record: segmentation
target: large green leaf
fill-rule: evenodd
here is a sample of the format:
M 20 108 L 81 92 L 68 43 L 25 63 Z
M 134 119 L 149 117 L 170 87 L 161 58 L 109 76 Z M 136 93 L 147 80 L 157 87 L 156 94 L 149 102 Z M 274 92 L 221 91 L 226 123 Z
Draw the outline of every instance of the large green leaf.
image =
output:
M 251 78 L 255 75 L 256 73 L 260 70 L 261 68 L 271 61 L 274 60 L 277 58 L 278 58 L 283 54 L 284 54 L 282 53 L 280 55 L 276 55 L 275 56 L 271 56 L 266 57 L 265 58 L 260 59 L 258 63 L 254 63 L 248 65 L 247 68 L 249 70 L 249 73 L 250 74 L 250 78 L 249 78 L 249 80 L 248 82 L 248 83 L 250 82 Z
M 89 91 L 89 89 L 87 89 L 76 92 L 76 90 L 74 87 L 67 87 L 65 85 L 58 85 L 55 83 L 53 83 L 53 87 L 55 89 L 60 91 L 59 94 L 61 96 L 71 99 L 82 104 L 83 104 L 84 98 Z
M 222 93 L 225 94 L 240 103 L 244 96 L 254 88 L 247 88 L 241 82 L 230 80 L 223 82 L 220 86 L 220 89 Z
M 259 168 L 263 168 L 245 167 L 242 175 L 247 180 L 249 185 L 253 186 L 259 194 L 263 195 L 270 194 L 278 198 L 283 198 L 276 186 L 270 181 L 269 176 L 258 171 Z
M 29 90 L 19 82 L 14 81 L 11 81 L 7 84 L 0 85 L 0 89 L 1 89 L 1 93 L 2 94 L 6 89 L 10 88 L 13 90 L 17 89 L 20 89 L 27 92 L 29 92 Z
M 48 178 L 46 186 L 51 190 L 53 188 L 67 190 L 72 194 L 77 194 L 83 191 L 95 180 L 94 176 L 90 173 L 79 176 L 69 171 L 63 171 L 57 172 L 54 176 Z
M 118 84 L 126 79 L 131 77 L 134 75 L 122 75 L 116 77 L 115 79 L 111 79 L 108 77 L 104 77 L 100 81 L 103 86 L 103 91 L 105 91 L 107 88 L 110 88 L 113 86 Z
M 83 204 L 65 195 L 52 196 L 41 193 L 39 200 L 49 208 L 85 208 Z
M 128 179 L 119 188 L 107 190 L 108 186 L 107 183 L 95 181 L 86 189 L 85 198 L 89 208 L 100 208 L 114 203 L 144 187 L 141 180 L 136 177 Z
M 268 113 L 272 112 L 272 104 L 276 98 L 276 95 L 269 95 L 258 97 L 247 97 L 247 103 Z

--------------------------------

▸ **What you have to do**:
Rewrite the material from its first line through the line containing "M 251 78 L 255", requests included, and shift every coordinate in the answer outlines by adding 103 to it.

▸ **Response for this exercise**:
record: segmentation
target: large green leaf
fill-rule: evenodd
here is a sample of the format:
M 20 108 L 81 92 L 68 43 L 25 63 Z
M 134 119 L 149 117 L 170 87 L 161 58 L 109 76 Z M 136 93 L 147 80 L 157 87 L 156 94 L 149 102 Z M 274 92 L 221 91 L 226 123 Z
Draw the outline of every instance of the large green leaf.
image =
output:
M 354 181 L 358 178 L 359 176 L 363 173 L 364 171 L 374 164 L 377 163 L 380 161 L 381 161 L 386 157 L 387 157 L 385 156 L 383 158 L 379 158 L 378 159 L 374 159 L 369 160 L 368 161 L 363 162 L 361 166 L 357 166 L 351 168 L 350 171 L 352 173 L 352 176 L 353 177 L 353 181 L 352 181 L 352 183 L 351 185 L 351 186 L 353 185 Z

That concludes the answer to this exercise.